**Stated exercise**
Pick out each line in the listing below that contains the word "stem" and copy it.

**Extracted information**
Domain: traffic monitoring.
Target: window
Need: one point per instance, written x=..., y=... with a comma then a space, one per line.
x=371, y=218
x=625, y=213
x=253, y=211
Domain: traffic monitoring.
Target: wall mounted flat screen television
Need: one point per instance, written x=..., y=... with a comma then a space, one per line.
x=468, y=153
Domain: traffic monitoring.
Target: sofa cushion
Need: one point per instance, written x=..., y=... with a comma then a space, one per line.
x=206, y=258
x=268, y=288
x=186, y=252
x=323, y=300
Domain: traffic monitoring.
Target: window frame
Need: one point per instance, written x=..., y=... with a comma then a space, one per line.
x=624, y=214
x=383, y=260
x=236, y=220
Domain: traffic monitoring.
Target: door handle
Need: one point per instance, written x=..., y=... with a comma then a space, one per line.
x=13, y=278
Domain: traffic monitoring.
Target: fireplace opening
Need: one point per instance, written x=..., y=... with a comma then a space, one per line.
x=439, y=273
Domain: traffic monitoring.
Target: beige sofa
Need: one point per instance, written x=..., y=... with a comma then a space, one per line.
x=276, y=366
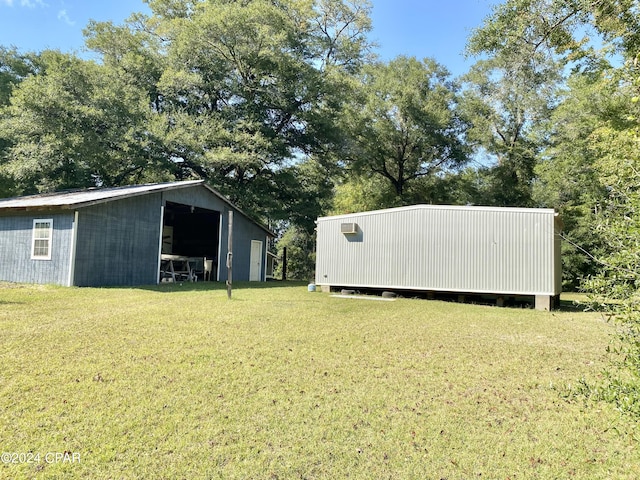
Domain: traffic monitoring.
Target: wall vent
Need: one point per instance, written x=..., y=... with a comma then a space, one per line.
x=348, y=228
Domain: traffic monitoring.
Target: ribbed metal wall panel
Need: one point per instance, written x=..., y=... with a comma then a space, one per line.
x=444, y=248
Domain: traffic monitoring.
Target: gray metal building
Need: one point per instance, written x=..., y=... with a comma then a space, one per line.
x=116, y=236
x=463, y=249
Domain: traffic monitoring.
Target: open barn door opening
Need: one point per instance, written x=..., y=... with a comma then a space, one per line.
x=194, y=233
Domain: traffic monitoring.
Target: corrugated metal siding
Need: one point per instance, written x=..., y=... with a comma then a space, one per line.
x=459, y=249
x=117, y=242
x=16, y=264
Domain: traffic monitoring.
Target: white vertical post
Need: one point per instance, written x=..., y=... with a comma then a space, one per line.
x=230, y=256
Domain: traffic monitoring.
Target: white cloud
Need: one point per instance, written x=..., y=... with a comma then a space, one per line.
x=31, y=3
x=62, y=15
x=25, y=3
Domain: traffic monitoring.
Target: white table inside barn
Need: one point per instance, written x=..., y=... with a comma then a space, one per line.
x=176, y=267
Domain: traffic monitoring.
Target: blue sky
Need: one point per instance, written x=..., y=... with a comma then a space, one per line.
x=421, y=28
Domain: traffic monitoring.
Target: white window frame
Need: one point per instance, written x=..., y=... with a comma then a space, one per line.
x=48, y=239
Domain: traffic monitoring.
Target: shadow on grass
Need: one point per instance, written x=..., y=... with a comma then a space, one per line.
x=171, y=287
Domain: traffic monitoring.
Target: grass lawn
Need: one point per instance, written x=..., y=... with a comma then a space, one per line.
x=177, y=382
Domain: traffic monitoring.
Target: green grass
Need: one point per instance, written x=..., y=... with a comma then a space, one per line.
x=178, y=382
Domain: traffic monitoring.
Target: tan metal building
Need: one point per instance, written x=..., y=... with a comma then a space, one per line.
x=442, y=248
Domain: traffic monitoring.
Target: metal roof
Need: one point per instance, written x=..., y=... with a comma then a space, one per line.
x=387, y=211
x=70, y=200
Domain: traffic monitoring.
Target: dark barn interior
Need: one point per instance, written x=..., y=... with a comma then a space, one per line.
x=192, y=232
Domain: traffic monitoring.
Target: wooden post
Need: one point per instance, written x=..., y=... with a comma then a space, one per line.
x=284, y=263
x=230, y=256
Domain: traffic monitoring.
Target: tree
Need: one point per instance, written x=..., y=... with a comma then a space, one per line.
x=403, y=123
x=77, y=124
x=242, y=88
x=568, y=178
x=611, y=143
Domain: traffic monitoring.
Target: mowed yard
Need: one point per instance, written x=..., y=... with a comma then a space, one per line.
x=177, y=382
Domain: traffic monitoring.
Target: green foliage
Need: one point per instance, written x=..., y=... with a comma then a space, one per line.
x=403, y=123
x=568, y=178
x=76, y=124
x=301, y=257
x=508, y=104
x=243, y=89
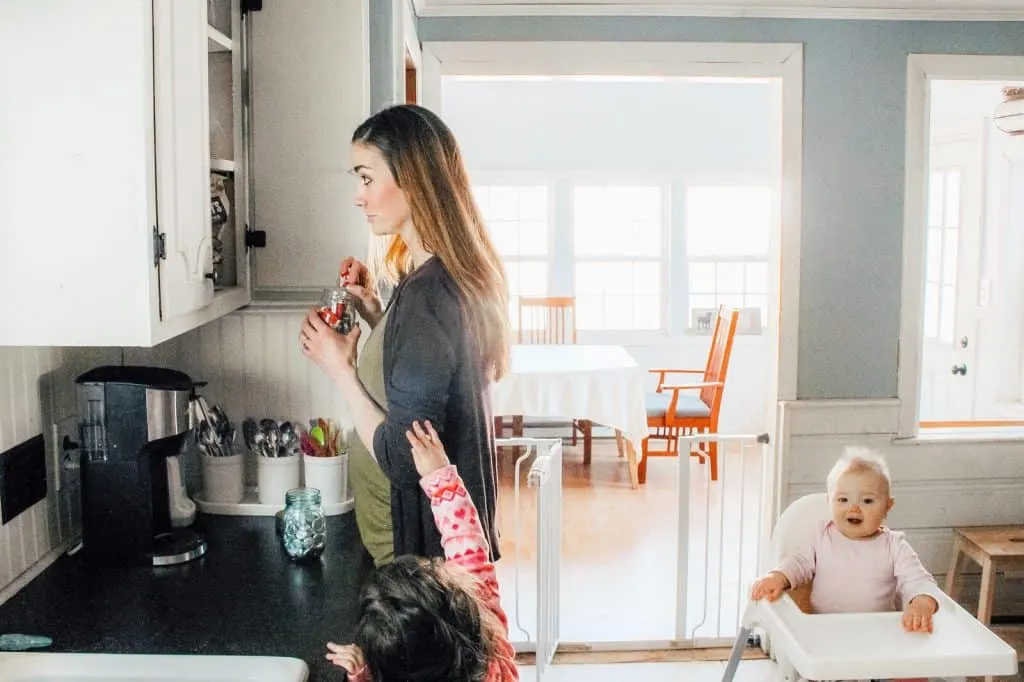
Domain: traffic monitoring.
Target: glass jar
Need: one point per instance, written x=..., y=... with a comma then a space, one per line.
x=337, y=310
x=305, y=526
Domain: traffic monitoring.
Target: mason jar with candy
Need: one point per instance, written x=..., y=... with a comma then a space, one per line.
x=337, y=310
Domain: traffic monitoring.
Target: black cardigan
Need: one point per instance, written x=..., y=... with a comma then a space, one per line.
x=432, y=372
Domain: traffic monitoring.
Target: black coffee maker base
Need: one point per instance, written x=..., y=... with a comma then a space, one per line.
x=176, y=547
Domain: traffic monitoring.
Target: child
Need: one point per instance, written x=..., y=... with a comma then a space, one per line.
x=427, y=620
x=856, y=563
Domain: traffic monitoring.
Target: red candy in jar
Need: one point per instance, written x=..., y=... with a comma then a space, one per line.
x=335, y=309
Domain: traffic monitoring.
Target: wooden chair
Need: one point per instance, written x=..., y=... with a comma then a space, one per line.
x=548, y=320
x=672, y=414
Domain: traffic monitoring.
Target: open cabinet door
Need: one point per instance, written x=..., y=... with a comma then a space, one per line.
x=180, y=83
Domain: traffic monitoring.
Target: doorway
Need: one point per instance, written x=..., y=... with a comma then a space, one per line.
x=971, y=379
x=541, y=202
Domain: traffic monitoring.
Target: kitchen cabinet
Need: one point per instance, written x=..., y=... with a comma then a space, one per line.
x=119, y=116
x=310, y=85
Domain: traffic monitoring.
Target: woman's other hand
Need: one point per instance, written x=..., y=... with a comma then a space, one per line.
x=428, y=453
x=334, y=352
x=354, y=276
x=345, y=655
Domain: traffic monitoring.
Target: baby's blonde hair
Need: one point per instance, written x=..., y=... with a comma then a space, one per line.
x=856, y=458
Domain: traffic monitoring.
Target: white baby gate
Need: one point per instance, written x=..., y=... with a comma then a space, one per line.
x=545, y=476
x=720, y=530
x=733, y=516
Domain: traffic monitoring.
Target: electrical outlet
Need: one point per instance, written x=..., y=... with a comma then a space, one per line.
x=23, y=477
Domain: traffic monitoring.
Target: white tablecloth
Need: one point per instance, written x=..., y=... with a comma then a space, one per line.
x=600, y=383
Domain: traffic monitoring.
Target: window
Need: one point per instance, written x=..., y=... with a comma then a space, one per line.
x=728, y=230
x=941, y=252
x=617, y=248
x=517, y=217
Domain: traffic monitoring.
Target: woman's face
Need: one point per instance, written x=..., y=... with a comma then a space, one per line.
x=379, y=196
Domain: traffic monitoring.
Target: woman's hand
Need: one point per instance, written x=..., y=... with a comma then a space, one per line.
x=345, y=655
x=334, y=352
x=355, y=279
x=918, y=614
x=428, y=453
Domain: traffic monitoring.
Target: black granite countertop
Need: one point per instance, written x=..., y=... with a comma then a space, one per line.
x=243, y=597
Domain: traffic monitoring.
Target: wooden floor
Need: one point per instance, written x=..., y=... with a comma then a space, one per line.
x=620, y=548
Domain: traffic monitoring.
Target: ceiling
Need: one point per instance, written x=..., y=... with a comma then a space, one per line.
x=883, y=9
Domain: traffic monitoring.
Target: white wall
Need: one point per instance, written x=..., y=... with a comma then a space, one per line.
x=937, y=484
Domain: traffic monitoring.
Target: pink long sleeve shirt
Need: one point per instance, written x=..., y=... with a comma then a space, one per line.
x=466, y=547
x=882, y=573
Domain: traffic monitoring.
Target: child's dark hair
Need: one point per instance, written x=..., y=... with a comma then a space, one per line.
x=420, y=621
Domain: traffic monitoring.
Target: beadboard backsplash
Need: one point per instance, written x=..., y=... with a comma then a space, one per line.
x=255, y=368
x=34, y=533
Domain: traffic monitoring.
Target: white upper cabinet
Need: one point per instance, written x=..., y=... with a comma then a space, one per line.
x=119, y=118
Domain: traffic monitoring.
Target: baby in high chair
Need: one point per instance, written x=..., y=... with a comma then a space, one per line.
x=856, y=563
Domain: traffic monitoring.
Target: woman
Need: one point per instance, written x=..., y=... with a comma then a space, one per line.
x=441, y=340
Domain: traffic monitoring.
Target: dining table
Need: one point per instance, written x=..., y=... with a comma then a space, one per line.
x=602, y=384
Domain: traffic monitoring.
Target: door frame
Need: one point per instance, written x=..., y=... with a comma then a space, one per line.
x=783, y=60
x=778, y=60
x=922, y=69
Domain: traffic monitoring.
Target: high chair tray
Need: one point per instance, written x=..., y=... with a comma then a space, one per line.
x=875, y=645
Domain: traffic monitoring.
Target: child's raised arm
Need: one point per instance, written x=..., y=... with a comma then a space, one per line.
x=462, y=538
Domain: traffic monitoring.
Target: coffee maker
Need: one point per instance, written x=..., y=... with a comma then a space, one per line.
x=135, y=423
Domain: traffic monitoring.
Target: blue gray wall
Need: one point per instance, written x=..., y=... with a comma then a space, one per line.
x=383, y=53
x=854, y=118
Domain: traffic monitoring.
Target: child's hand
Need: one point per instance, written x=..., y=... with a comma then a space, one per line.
x=918, y=614
x=428, y=453
x=345, y=655
x=770, y=587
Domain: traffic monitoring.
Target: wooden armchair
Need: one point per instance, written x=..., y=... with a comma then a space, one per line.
x=672, y=414
x=549, y=320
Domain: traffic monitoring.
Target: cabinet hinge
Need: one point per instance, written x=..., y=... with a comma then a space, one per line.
x=159, y=247
x=255, y=239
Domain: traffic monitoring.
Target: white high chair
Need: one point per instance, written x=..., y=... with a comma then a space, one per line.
x=854, y=646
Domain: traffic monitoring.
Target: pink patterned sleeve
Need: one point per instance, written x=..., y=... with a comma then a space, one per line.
x=462, y=537
x=466, y=546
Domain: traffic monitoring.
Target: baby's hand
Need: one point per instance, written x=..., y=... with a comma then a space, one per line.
x=428, y=453
x=918, y=614
x=770, y=587
x=346, y=655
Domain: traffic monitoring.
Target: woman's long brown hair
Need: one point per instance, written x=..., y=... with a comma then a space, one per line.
x=424, y=158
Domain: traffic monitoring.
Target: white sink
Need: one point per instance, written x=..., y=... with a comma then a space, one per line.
x=35, y=667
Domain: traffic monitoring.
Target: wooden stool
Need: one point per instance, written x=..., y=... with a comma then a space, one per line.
x=994, y=548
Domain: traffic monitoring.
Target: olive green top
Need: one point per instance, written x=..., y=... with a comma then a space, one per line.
x=371, y=486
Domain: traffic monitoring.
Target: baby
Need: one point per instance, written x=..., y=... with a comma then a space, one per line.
x=855, y=562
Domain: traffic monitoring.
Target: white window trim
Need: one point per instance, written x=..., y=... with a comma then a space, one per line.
x=922, y=69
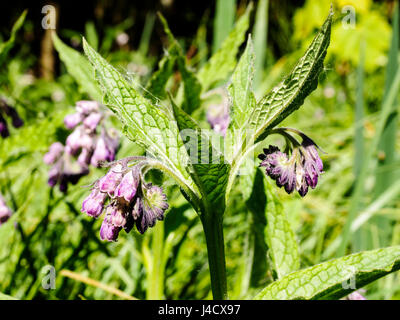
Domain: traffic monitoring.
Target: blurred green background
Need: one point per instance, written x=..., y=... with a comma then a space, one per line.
x=47, y=227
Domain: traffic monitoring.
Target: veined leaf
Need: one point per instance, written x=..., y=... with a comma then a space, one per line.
x=208, y=169
x=6, y=46
x=224, y=60
x=289, y=95
x=223, y=21
x=285, y=98
x=336, y=278
x=280, y=238
x=240, y=90
x=78, y=67
x=144, y=123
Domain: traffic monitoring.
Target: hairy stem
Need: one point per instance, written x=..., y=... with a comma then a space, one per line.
x=212, y=225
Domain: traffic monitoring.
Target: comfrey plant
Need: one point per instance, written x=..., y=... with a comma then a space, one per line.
x=90, y=143
x=132, y=201
x=7, y=110
x=206, y=165
x=5, y=211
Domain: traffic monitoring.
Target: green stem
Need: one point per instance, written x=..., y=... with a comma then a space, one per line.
x=156, y=277
x=212, y=225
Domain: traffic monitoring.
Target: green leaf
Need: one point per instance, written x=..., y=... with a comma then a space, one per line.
x=6, y=297
x=387, y=143
x=224, y=60
x=285, y=98
x=280, y=238
x=6, y=46
x=156, y=86
x=144, y=123
x=336, y=278
x=223, y=21
x=240, y=90
x=207, y=166
x=260, y=32
x=191, y=85
x=79, y=68
x=255, y=249
x=289, y=95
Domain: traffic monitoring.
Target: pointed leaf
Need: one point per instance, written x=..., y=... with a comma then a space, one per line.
x=224, y=60
x=280, y=238
x=208, y=169
x=289, y=95
x=144, y=123
x=241, y=90
x=79, y=68
x=336, y=278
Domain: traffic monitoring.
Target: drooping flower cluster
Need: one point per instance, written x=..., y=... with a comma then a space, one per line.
x=299, y=171
x=7, y=110
x=218, y=114
x=90, y=143
x=131, y=201
x=5, y=211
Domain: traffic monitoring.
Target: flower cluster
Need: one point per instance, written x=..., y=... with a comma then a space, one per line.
x=90, y=143
x=299, y=171
x=5, y=212
x=6, y=109
x=131, y=201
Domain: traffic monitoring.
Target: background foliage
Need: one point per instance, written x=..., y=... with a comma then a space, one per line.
x=348, y=112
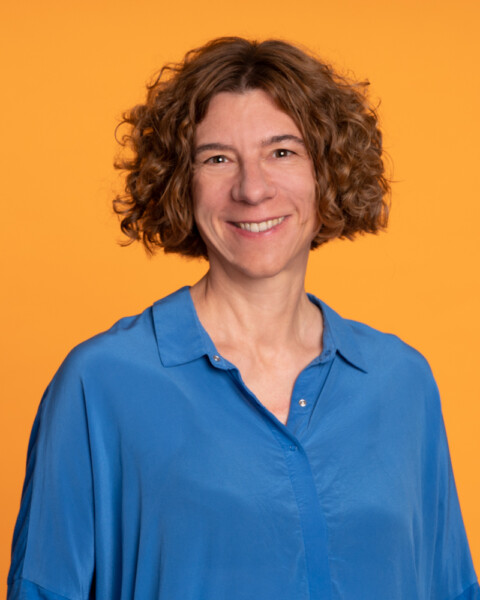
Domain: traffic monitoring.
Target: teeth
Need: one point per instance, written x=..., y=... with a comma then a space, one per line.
x=263, y=226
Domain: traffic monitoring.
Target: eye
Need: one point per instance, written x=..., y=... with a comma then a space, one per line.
x=282, y=153
x=216, y=160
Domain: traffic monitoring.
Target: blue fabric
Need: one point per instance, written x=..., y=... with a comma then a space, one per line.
x=154, y=473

**The completed task**
Target: hairy stem
Target: green stem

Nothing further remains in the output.